TEXTE SOURCE:
.....
A défaut de pièces produites en ce sens, il n’est pas établi par ces échanges de courriels que M. [K] n’a pas in fine déposé les comptes annuels ni procédé aux déclarations fiscales et qu’ainsi la radiation de la société Hostorg du registre néo-zélandais a résulté d’une carence à se conformer aux obligations locales, ni que la société Hostorg n’était pas en mesure de payer ses dettes supposées et que M. [K] a mis à sa charge des dépenses sans lien avec son activité ni encore que la démission de M. [P] a résulté d’un comportement fautif de M. [K] alors, d’une part, que c’est la divergence sur le montant des honoraires du premier en qualité de directeur local qui a fait naître une mésentente, que ce poste de dépense pouvait être légitimement discuté compte tenu de la création récente de la société Hostorg et que M. [P] a démissionné sans laisser le temps à la société de recruter un autre directeur local lui permettant de développer son activité ” on shore “, et que, d’autre part, M. [P] a lui-même, par courriel du 12 mai 2018, présenté ses excuses à M. [K] pour son attitude et sa démission ayant provoqué l’arrêt de l’activité de la société. Il n’est pas non plus établi que M. [K] a dissimulé à M. [O], associé, des informations sur la gestion de la société sans lesquelles il a pu se méprendre sur la situation réelle de la société Hostorg et la mésentente avec M. [P] et ce, d’autant moins que MM. [O], [K] et [P] étaient en relations régulières. Enfin, alors qu’il n’est pas démontré que M. [K] a laissé péricliter la société Hostorg et qu’il ressort des pièces précédemment analysées que la démission brutale de M. [P] a interrompu l’exploitation de son activité naissante, il ne peut être imputé à faute à M. [K] son souhait de se désengager en tant qu’actionnaire de la société.
M. [O] manque ainsi à établir les faits, ou leur caractère fautif, qu’il reproche à M. [K] et à caractériser des manquements aux règles de bonne gouvernance de la société Hostorg, règles que M. [O], qui ne produit ni les statuts de la société ni le droit applicable aux sociétés de droit néozélandais, ne définit au demeurant pas.
.....
DONNÉES FOURNIES:
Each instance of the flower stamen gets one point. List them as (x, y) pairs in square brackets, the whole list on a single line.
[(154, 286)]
.....
OBJECTIF:
Réécrivez le passage du texte situé entre « M. [O] manque » et « au demeurant pas. », bornes incluses, en substituant « saine gestion » à « bonne gouvernance ».

SOLUTION:
M. [O] manque ainsi à établir les faits, ou leur caractère fautif, qu’il reproche à M. [K] et à caractériser des manquements aux règles de saine gestion de la société Hostorg, règles que M. [O], qui ne produit ni les statuts de la société ni le droit applicable aux sociétés de droit néozélandais, ne définit au demeurant pas.